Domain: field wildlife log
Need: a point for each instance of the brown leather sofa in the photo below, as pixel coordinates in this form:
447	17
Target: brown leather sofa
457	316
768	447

+++

> _Problem to work on_:
Rewrite the material above, replacing "brown leather sofa" with "gray fabric couch" wherever it appears and leaving everything else the same.

> _Written reply_:
Domain: field wildlife log
Need: a point for each instance of the gray fabric couch in the photo below, as pixel coordinates in this form:
447	17
Target: gray fabric couch
457	316
768	447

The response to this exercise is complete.